- _Requirements_
1. According to the passage on the Fulani, the Serer, and Haitian ritual, what does the Pulaar word "Fullade" mean?
2. In the records, take the lines beginning with the one containing "Ground all instances of man's checkered" and continuing through the one containing "[143,112,150,119]", and write them all out again, requests included. Multiply every bounding-box coordinate in the answers by 1.1 and round to the nearest whole number, rounding halves up.

- _Passage provided_
━━━━━━━━━━

We see that by exploring the Guimbala trail, these ancestral Deities of the Fulani (Senegalese or other), we remain in the traditionalist universe, and not in islam. Moreover, "Samba" (Sam-Ba), a popular Fulani first name, derives from the name of the sacred Cyanaba (Cyana-Ba) Snake. (66) And "Sanmba", in the Haitian language, describes a master traditional singer and/or a traditional high official. Finally, "Fulani" which is the name of this widespread nomadic people, comes from the word "Fullade" which, in their Pulaar language, means "to scatter, to disperse by blowing". (67) In traditional Haitian ritual, "Foula" retains the same meaning. It designates both the Foula (Fulani) ethnic group or sacred Nation, and the high officials' practice which is to "foula" liquids throughout the ancestral ceremonies.

5.4- The Serer and the Haitian ritual

The Serers of Senegal were among the captives (slaves) deported to Saint Domingue :

"Deux Négresses, nation Serrere, sans étampe, l'une nommée Lisette, âgée de 20 à 25 ans, ayant deux ou trois dents de manque à la machoire inférieure, jolie de figure, & l'autre nommée Julie, du même âge, ayant les oreilles déchirées en deux endroits, & des marques de son Pays sur la tempe, sont marones depuis le 10 de ce mois. Ceux qui les reconnaîtront, sont priés de les faire arrêter, & d'en donner avis à la nommée Marthe de Brache, Quarteronne libre, demeurant au Port-au-Prince." (68)

━━━━━━━━━━

- _Provided records_
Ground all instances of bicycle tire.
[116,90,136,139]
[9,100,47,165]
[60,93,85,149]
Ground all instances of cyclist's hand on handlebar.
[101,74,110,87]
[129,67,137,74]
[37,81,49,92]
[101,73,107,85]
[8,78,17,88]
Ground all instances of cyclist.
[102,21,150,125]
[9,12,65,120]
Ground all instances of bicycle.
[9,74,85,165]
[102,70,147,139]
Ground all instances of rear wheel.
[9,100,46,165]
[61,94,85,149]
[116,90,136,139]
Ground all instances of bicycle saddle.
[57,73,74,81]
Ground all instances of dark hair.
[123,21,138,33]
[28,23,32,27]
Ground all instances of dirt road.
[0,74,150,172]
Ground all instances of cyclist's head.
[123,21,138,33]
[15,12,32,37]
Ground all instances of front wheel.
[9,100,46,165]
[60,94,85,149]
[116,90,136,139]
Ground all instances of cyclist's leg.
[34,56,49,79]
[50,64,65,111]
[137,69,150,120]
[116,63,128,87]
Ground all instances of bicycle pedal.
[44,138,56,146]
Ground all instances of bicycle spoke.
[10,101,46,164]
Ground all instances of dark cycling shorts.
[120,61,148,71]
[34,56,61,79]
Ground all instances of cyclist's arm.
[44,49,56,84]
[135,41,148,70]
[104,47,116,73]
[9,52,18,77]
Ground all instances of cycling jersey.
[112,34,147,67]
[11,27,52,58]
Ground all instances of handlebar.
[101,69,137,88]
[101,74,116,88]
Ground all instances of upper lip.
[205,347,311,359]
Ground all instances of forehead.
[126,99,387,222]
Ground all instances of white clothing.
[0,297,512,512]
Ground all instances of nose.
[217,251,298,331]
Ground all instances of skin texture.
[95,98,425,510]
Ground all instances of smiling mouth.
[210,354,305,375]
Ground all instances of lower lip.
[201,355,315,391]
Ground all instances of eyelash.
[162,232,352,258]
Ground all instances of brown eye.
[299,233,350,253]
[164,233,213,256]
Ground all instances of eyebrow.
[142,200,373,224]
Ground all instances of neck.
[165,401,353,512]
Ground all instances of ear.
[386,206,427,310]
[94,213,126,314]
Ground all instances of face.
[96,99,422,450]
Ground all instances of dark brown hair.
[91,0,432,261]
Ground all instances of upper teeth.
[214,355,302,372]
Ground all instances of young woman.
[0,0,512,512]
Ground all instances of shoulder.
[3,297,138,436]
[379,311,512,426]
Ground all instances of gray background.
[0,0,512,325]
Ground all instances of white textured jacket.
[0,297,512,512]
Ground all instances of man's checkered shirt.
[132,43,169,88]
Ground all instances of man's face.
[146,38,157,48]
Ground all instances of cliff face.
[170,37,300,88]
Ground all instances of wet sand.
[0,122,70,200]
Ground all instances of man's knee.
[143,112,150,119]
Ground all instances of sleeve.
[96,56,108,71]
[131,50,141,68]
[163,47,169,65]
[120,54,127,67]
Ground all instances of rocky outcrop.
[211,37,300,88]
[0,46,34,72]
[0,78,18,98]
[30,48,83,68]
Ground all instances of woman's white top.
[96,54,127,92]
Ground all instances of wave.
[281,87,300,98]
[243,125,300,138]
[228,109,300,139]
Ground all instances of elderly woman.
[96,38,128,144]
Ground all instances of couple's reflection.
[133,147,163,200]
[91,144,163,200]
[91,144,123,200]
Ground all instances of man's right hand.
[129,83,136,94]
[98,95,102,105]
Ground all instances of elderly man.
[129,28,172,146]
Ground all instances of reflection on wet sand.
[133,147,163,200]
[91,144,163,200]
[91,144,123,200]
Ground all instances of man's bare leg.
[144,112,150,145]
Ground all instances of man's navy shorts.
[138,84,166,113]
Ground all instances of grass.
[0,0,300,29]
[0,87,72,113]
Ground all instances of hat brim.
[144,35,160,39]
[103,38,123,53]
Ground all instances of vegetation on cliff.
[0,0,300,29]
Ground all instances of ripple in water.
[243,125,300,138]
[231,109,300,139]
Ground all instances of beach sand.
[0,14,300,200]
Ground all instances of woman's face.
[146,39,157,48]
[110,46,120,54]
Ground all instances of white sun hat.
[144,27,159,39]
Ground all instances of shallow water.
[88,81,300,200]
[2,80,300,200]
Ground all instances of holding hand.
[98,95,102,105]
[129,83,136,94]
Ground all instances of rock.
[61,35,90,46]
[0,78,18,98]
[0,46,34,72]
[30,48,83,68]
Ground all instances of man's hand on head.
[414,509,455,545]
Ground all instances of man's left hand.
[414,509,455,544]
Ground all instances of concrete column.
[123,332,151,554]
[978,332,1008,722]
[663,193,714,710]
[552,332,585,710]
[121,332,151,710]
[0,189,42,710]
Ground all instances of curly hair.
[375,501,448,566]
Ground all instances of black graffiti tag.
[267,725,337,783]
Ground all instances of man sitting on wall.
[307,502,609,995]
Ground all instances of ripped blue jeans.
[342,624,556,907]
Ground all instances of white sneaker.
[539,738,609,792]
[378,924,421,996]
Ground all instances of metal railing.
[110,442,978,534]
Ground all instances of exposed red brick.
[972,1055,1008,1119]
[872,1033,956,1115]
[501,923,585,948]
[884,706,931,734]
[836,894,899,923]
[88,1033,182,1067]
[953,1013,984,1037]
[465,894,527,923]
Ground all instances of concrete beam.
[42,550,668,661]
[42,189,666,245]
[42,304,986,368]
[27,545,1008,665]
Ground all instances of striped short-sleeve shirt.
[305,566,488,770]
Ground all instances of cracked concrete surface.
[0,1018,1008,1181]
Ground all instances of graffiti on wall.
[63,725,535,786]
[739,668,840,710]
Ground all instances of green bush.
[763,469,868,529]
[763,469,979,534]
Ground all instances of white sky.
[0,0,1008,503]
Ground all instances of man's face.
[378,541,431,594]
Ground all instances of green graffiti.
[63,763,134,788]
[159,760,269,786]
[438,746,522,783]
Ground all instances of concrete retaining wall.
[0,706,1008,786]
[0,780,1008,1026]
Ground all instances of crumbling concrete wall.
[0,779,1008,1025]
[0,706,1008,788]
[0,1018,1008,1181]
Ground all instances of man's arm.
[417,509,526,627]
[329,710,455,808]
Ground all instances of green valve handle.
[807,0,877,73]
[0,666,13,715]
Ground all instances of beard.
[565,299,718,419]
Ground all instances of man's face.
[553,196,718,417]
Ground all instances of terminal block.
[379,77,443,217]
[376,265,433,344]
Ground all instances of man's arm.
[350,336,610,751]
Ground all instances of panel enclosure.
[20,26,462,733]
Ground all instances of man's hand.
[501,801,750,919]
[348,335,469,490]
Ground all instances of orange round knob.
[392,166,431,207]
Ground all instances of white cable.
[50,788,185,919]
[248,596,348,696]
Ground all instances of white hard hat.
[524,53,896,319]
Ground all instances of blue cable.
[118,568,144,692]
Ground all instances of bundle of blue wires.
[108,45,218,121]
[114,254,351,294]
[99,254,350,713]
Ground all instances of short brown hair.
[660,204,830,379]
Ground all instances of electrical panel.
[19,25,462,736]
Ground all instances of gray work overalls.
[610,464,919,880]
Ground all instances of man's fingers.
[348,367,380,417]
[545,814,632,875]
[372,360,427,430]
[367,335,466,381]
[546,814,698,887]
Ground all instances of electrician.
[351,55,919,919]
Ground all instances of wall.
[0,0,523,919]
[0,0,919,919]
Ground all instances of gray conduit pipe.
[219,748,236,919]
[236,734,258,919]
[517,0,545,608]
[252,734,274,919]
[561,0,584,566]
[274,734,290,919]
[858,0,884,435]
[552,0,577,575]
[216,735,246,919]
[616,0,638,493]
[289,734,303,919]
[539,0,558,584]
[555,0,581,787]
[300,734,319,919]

━━━━━━━━━━

- _The answers_
1. It means "to scatter, to disperse by blowing."

2.
Ground all instances of man's checkered shirt.
[145,47,186,97]
Ground all instances of man's face.
[161,42,173,53]
Ground all instances of cliff face.
[187,41,330,97]
Ground all instances of wet sand.
[0,134,77,220]
Ground all instances of man's knee.
[157,123,165,131]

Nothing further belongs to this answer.